→ WORK TASK 1
In the passage about Gigantopithecus, which modern apes had the proteins most like those of Gigantopithecus?
→ WORK TASK 2
Carry on the Gigantopithecus passage from its final sentence.

→ EXERCISE PASSAGE
--------------------------------------------------

Nowadays, King Kong is a cash cow that a Hollywood movie studio rolls out every so often to sell tickets.
Hundreds of thousands of years ago, though, Gigantopithecus blacki roamed the forests of Southeast Asia, standing more than three metres tall and estimated to weigh around 270 kilograms.
No word on whether Gigantopithecus had a penchant for rescuing blonde maidens in distress.
Here’s Live Science:
Scientists are now developing a clearer picture of the giant animal’s place on the primate family tree, after conducting groundbreaking analysis of proteins in tooth enamel dating to nearly 2 million years ago.
…as massive as Gigantopithecus was in life, fossils of the hefty primate have been few and hard to find — thousands of teeth and four partial jaws — leaving many questions about the extinct ape’s evolutionary lineage and appearance..
Genetic analysis of fossils can provide important clues about long-extinct animals, but in very old fossils from warm, humid geographic regions, the DNA is usually too degraded to be of much use…However, the study authors had recently devised a new method for recovering and reconstructing protein sequences…
They found that the extinct “Bigfoot” isn’t a close human relative, like chimpanzees and bonobos. Rather, the sequences that most resembled Gigantopithecus proteins belonged to modern orangutans, and the giant ape’s lineage is thought to have split from its cousin’s around 12 million to 10 million years ago, the scientists wrote in the study.

--------------------------------------------------

→ LISTED RECORDS
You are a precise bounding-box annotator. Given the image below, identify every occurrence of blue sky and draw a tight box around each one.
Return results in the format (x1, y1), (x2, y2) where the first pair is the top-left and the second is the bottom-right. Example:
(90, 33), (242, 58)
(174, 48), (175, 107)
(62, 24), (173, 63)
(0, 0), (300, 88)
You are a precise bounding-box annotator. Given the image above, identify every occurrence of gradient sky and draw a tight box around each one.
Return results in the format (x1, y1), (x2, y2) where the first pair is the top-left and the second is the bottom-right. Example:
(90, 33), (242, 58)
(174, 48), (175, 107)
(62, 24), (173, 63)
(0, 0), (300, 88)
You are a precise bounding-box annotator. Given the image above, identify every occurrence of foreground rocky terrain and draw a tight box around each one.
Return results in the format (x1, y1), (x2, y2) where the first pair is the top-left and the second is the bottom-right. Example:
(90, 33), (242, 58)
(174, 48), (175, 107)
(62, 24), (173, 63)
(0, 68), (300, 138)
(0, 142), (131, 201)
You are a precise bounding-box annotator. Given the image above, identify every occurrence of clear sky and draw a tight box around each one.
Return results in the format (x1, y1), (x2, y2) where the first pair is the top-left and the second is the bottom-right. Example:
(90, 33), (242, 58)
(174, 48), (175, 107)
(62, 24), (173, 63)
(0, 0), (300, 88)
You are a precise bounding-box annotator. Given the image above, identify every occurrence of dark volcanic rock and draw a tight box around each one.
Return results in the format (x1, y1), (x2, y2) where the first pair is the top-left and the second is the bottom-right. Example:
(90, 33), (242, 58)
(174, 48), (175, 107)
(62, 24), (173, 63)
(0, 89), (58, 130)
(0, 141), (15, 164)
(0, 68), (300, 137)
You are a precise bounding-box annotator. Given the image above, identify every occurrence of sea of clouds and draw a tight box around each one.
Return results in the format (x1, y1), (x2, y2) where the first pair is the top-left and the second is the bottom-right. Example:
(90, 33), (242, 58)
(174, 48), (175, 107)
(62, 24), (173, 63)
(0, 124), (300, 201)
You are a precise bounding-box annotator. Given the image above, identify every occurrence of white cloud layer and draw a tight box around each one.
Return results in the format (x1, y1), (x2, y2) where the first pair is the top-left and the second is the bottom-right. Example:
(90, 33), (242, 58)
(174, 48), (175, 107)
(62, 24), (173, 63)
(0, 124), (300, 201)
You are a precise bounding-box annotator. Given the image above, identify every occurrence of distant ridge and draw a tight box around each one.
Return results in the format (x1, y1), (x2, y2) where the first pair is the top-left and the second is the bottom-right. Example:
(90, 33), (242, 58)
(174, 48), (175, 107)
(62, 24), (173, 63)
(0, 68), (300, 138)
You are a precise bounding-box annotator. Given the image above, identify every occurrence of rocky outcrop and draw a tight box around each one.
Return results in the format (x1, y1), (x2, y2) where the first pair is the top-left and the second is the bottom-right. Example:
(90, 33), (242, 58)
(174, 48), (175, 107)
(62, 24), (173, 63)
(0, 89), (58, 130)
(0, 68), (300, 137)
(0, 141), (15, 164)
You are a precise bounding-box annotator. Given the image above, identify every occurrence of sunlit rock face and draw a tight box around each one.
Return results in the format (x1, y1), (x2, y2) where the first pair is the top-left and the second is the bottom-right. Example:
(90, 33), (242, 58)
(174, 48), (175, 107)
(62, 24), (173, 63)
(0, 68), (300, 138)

--------------------------------------------------

→ FINAL ANSWER 1
Modern orangutans.

→ FINAL ANSWER 2
The giant ape was first named in 1935 when a scientist came across teeth being sold in a drugstore in China as ‘dragon’s teeth’.
In 2016, The Jungle Book remake featured the species as the inspiration for King Louie, and Gigantopithecus is often dubbed the ‘real King Kong’, with some saying it formed the basis for the movies of the same name.
Using the new methods used to obtain molecular evidence from old fossils could well lead to further information being gathered about humankind’s ancient ancestors, shedding more light on our evolution process.